### Data provided

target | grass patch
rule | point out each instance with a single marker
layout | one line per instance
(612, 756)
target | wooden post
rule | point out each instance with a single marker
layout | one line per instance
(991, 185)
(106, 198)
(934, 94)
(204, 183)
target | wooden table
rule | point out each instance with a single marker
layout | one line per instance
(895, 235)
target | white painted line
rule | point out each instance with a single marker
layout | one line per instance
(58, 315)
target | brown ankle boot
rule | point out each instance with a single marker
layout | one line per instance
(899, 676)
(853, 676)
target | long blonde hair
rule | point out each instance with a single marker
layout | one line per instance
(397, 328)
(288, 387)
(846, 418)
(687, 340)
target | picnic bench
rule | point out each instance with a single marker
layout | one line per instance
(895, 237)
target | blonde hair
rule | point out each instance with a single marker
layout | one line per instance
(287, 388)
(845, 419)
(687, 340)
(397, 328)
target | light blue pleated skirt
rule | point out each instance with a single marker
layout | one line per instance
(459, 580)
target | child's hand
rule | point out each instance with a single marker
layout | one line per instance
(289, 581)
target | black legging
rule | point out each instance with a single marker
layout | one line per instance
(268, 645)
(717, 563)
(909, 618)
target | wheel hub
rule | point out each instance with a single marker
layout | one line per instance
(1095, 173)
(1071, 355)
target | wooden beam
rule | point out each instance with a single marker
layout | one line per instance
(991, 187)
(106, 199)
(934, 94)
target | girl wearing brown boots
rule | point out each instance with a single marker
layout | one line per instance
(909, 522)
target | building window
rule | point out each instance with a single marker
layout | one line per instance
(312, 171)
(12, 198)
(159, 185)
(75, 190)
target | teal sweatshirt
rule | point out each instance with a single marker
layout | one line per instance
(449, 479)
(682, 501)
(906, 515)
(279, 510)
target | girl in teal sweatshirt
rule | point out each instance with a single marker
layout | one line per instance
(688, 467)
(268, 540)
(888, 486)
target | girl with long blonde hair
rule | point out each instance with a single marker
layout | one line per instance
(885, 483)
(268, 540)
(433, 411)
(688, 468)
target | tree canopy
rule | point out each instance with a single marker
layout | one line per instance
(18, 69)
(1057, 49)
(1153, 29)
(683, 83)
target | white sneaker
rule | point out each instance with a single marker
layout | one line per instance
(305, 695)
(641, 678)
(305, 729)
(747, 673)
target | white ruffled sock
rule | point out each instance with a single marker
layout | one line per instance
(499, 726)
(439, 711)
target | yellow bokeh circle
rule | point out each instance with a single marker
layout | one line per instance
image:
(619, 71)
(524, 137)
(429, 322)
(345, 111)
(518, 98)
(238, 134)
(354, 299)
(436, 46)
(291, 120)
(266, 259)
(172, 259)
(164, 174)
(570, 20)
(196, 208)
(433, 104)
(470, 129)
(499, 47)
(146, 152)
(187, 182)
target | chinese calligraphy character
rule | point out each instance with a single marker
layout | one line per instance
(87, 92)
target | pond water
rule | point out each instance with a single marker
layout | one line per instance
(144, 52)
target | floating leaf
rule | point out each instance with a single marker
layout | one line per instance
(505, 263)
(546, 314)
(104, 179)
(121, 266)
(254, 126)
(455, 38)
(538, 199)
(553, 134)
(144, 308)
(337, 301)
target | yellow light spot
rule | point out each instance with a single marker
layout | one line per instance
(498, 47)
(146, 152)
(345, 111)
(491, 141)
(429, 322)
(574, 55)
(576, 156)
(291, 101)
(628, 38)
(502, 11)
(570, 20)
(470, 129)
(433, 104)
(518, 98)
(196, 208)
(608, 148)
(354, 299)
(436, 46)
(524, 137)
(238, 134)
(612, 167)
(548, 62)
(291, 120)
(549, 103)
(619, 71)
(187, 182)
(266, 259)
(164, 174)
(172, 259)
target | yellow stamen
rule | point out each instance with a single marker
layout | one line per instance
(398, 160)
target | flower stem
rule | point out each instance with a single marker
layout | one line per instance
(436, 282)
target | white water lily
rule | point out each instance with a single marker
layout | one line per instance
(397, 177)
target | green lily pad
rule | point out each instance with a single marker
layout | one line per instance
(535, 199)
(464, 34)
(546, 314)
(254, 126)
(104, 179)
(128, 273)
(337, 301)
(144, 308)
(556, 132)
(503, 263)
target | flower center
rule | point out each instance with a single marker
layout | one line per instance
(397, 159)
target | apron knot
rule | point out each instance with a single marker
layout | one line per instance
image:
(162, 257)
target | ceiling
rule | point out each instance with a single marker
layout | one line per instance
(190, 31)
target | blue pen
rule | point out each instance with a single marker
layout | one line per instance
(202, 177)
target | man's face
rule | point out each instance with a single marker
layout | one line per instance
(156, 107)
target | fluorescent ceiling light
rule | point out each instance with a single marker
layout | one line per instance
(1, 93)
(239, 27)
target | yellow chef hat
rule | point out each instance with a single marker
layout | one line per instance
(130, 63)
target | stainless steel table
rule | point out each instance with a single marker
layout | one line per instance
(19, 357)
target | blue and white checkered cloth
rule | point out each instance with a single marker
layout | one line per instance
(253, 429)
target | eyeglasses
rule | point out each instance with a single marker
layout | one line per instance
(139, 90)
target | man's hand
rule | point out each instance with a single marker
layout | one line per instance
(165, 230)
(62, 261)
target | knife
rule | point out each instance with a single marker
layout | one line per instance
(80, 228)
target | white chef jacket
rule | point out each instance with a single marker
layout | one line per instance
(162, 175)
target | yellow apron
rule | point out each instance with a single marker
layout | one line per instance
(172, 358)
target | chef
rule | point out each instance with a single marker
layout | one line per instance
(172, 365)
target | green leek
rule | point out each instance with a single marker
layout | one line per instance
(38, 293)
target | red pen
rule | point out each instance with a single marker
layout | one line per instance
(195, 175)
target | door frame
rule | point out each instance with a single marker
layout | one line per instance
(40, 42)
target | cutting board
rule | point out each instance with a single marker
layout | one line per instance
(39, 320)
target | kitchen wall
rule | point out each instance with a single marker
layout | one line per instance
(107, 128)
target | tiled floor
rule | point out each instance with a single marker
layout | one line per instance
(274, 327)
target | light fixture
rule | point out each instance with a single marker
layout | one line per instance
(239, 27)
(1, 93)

### Request
Return the listing above in full, character for character.

### Exercise answer
target | grass patch
rule | point out each instance with a single marker
layout | one line per instance
(612, 756)
target | wooden post
rule | point out each instance with a single marker
layout | one line per instance
(991, 185)
(106, 198)
(934, 94)
(204, 183)
target | wooden table
rule | point out each instance with a single marker
layout | one line per instance
(895, 235)
target | white painted line
rule | point out each instance with a single marker
layout | one line per instance
(58, 315)
target | brown ankle boot
rule | point out each instance with a single marker
layout | one line per instance
(899, 676)
(853, 676)
target | long blonde hair
rule | point out each instance with a single marker
layout | one line per instance
(397, 328)
(288, 387)
(846, 418)
(687, 340)
target | picnic bench
rule | point out each instance with a single marker
layout | one line per instance
(895, 237)
target | blonde hair
rule | point out each instance with a single marker
layout | one line per instance
(287, 388)
(845, 419)
(687, 340)
(397, 328)
target | light blue pleated skirt
rule | point out each instance with a single marker
layout | one line per instance
(459, 580)
target | child's hand
rule | point out each instance with a single marker
layout | one line per instance
(289, 581)
target | black legging
rule | point out each instance with a single marker
layout | one line per instance
(268, 645)
(717, 563)
(909, 618)
target | wheel hub
rule | point out each instance with a single marker
layout | one line per instance
(1095, 173)
(1071, 355)
target | wooden beam
rule | point out each instance with a single marker
layout | one line per instance
(991, 187)
(106, 199)
(934, 94)
target | girl wearing brown boots
rule | point out each instance with a single marker
layout | one line per instance
(909, 522)
target | building window
rule | point out each instance with a single marker
layout | one line per instance
(312, 171)
(12, 198)
(159, 185)
(75, 190)
target | teal sweatshirt
rule | point out each instance with a single marker
layout | one line per instance
(449, 479)
(682, 501)
(906, 515)
(279, 510)
target | girl in teal sweatshirt
rule | point out each instance with a single marker
layout | one line per instance
(688, 467)
(268, 540)
(888, 486)
target | girl with long blonde hair
rule | point out each instance with a single marker
layout | one line per instance
(885, 483)
(268, 540)
(433, 411)
(688, 468)
target | tree canopy
rule | point out each instance with a single marker
layout | one line per instance
(18, 69)
(1057, 49)
(1153, 29)
(683, 83)
target | white sneaker
rule | point out each instance with a single marker
layout | one line per instance
(305, 695)
(641, 678)
(305, 729)
(747, 673)
target | white ruffled sock
rule | point out each instance with a single marker
layout | one line per instance
(499, 726)
(439, 711)
target | yellow bokeh circle
rule | point out each instance with a single marker
layout | one line per instance
image:
(619, 71)
(524, 137)
(429, 322)
(345, 111)
(518, 98)
(238, 134)
(354, 299)
(436, 46)
(291, 120)
(266, 259)
(172, 259)
(164, 174)
(570, 20)
(196, 208)
(433, 104)
(470, 129)
(499, 47)
(146, 152)
(187, 182)
target | chinese calligraphy character
rule | point out each instance with a single marker
layout | one line per instance
(87, 92)
target | pond water
rule | point out each instance with a single marker
layout | one line per instance
(144, 52)
target | floating leaf
rule | point out each instance with a single marker
layout | one line per instance
(505, 263)
(546, 314)
(104, 179)
(121, 266)
(254, 126)
(455, 38)
(538, 199)
(553, 134)
(144, 308)
(337, 301)
target | yellow light spot
rule | point out each instance with a single marker
layout | one line per instance
(498, 47)
(146, 152)
(345, 111)
(491, 141)
(429, 322)
(574, 55)
(576, 156)
(291, 101)
(628, 38)
(502, 11)
(570, 20)
(470, 129)
(433, 104)
(518, 98)
(196, 208)
(608, 148)
(354, 299)
(436, 46)
(524, 137)
(238, 134)
(612, 167)
(548, 62)
(291, 120)
(549, 103)
(619, 71)
(187, 182)
(266, 259)
(164, 174)
(172, 259)
target | yellow stamen
rule | point out each instance with a single marker
layout | one line per instance
(398, 160)
target | flower stem
rule | point out each instance with a single marker
layout | one line per instance
(436, 282)
target | white water lily
rule | point out each instance with a single marker
layout | one line per instance
(397, 177)
target | green lily pad
rule | point out each instance with a single marker
layout | one line per instance
(535, 199)
(464, 34)
(546, 314)
(254, 126)
(104, 179)
(128, 273)
(337, 301)
(144, 308)
(556, 132)
(503, 263)
target | flower center
rule | point out each instance with a single marker
layout | one line per instance
(397, 159)
target | apron knot
rule | point out each instance with a single marker
layout | one line per instance
image:
(162, 257)
target | ceiling
rule | point out each instance with a single marker
layout | one line per instance
(190, 31)
target | blue pen
rule | point out each instance with a single marker
layout | one line per instance
(202, 177)
target | man's face
rule | point out each instance with a single marker
layout | one line per instance
(156, 107)
target | fluorescent ceiling light
rule | point out each instance with a single marker
layout | one line per instance
(1, 93)
(239, 27)
target | yellow chef hat
rule | point out each instance with a single marker
layout | one line per instance
(130, 63)
target | stainless steel table
rule | point out each instance with a single marker
layout | one line per instance
(19, 357)
target | blue and white checkered cloth
rule | point out each instance with a single marker
layout | one line per instance
(253, 429)
target | eyeglasses
rule | point out each instance with a single marker
layout | one line per instance
(139, 90)
target | man's hand
rule | point out each instance with a single marker
layout | one line per instance
(165, 230)
(62, 261)
target | knife
rule | point out each instance with a single marker
layout | one line per instance
(80, 228)
target | white chef jacket
rule | point out each instance with a single marker
layout | one line per instance
(162, 175)
target | yellow apron
rule | point out each instance with a single marker
layout | one line per instance
(172, 358)
target | chef
rule | point out each instance with a single marker
layout | one line per instance
(172, 365)
target | green leek
rule | point out each instance with a single marker
layout | one line per instance
(38, 293)
target | red pen
rule | point out each instance with a single marker
layout | one line per instance
(195, 175)
target | door frame
rule | point out each instance with a single marker
layout | one line per instance
(40, 42)
target | cutting board
rule | point out each instance with a single marker
layout | one line per instance
(39, 320)
target | kitchen wall
rule | point out each instance with a single marker
layout | one line per instance
(107, 128)
target | tiled floor
rule | point out each instance with a single marker
layout | one line per instance
(274, 327)
target | light fixture
rule | point out each instance with a single marker
layout | one line per instance
(239, 27)
(1, 93)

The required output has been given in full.